### What to do
1. Could you copy the part of the stainless steel strut thread between "If doing it" and "a square cut..", inclusive?
2. Can you carry the forum thread on cutting stainless steel strut forward from its last post?

### Page extract
+++

# Cutting Stainless Steel Strut



## chenley (Feb 20, 2007)

I've always used a PortaBand to cut it.


----------



## nap (Dec 26, 2007)

depends on how much I have to cut. anything from a hacksaw to a ssawzall to a portaband to a horizontal band saw.

chop saws work fine but they leave a real bad burr and you wear out the blade fast.


----------



## randomkiller (Sep 28, 2007)

If it's a 316 or stronger type I only use the chop saw, if it's the lighter stuff a hardened band saw is just fine.


----------



## dawgs (Dec 1, 2007)

Reseman said:


> Hey all,
> 
> 
> We were standing near the gang box this morning discussing the best way to cut 1 5/8" Stainless Steel Strut. "The company bought a chop saw", said the foreman.....We chuckled......We thought a band saw or table saw would be the way to go with a certain type of special blade. Does anyone else have any better solutions? Please let me know.
> ...


 Why would you laugh at that? thats exactly the tool I would be using. Perfect square cut.


----------



## HighWirey (Sep 17, 2007)

nap said:


> depends on how much I have to cut. anything from a hacksaw to a ssawzall to a portaband to a horizontal band saw.
> chop saws work fine but they leave a real bad burr and you wear out the blade fast.


Reseman, good post.

Pretty much always used a portaband regardless of the composition of the strut. Less clean up and fewer tools to babysit, whether on a large project or small. I always insisted on marking the strut _with a square _prior to cutting. A square cut kinda gives your project that 'professional look', versus that 'wacked off look' that some men insisted was OK :no: And 'zinc-it' goes on every A-36 strut cut. I even insisted on 'cap nuts' on the end of each drop rod on a trapeezed strut run, under 10 feet AFF. How is that for being an A-hole? We were always invited back to those bid openings, for some reason.

If you men are interested, I'll reveal Heloise's secret for 60 second cuts on 4" GRC, or 4" anything.

Work'in For That Free Tee . . .


----------



## gilbequick (Oct 6, 2007)

HighWirey said:


> If you men are interested, I'll reveal Heloise's secret for 60 second cuts on 4" GRC, or 4" anything.
> 
> Work'in For That Free Tee . . .


If doing it by hand, here's what I do: Take your tape measure and bend it around the pipe and use that as your straight edge. Take your pencil or sharpie and trace the line around the pipe. 

Take your hacksaw and cut a groove (not all the way through) around the pipe exactly on your line. After your groove is cut go ahead and cut through the pipe, your hacksaw will follow your guide grooves and make a perfectly square cut with your hacksaw.

For a 4'' it's more than 60 seconds I'm sure. Doesn't take long though and you don't have to cut it more than once to try to get a square cut..

+++

### Data block
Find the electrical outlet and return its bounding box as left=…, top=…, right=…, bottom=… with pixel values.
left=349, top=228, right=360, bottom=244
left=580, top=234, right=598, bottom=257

+++

### Exercise results
1.
If doing it by hand, here's what I do: Take your tape measure and bend it around the pipe and use that as your straight edge. Take your pencil or sharpie and trace the line around the pipe. 

Take your hacksaw and cut a groove (not all the way through) around the pipe exactly on your line. After your groove is cut go ahead and cut through the pipe, your hacksaw will follow your guide grooves and make a perfectly square cut with your hacksaw.

For a 4'' it's more than 60 seconds I'm sure. Doesn't take long though and you don't have to cut it more than once to try to get a square cut..

2.
----------



## randomkiller (Sep 28, 2007)

gilbequick said:


> If doing it by hand, here's what I do: Take your tape measure and bend it around the pipe and use that as your straight edge. Take your pencil or sharpie and trace the line around the pipe.
> 
> Take your hacksaw and cut a groove (not all the way through) around the pipe exactly on your line. After your groove is cut go ahead and cut through the pipe, your hacksaw will follow your guide grooves and make a perfectly square cut with your hacksaw.
> 
> For a 4'' it's more than 60 seconds I'm sure. Doesn't take long though and you don't have to cut it more than once to try to get a square cut..


 
One of the benefits of having fitters in the same company is you can borrow a wrap-a-round, it's like a leather belt they use to lay out cuts on pipe, some are leather and some composite, they work well on large pipe. I usually mark it out and cut it with a porta band.


----------



## randomkiller (Sep 28, 2007)

HighWirey said:


> Reseman, good post.
> 
> Pretty much always used a portaband regardless of the composition of the strut. Less clean up and fewer tools to babysit, whether on a large project or small. I always insisted on marking the strut _with a square _prior to cutting. A square cut kinda gives your project that 'professional look', versus that 'wacked off look' that some men insisted was OK :no: And 'zinc-it' goes on every A-36 strut cut. I even insisted on 'cap nuts' on the end of each drop rod on a trapeezed strut run, under 10 feet AFF. How is that for being an A-hole? We were always invited back to those bid openings, for some reason.
> 
> ...


 
We have had some 3/8" threaded SS rod that just burns up blades (sawzall or porta band) no matter how slow you go or use lubricant. They cut fairly on a chop saw but slowly just the same.

Let's hear the hint from Heloise. Cooking spray as lube?


----------



## BryanMD (Dec 31, 2007)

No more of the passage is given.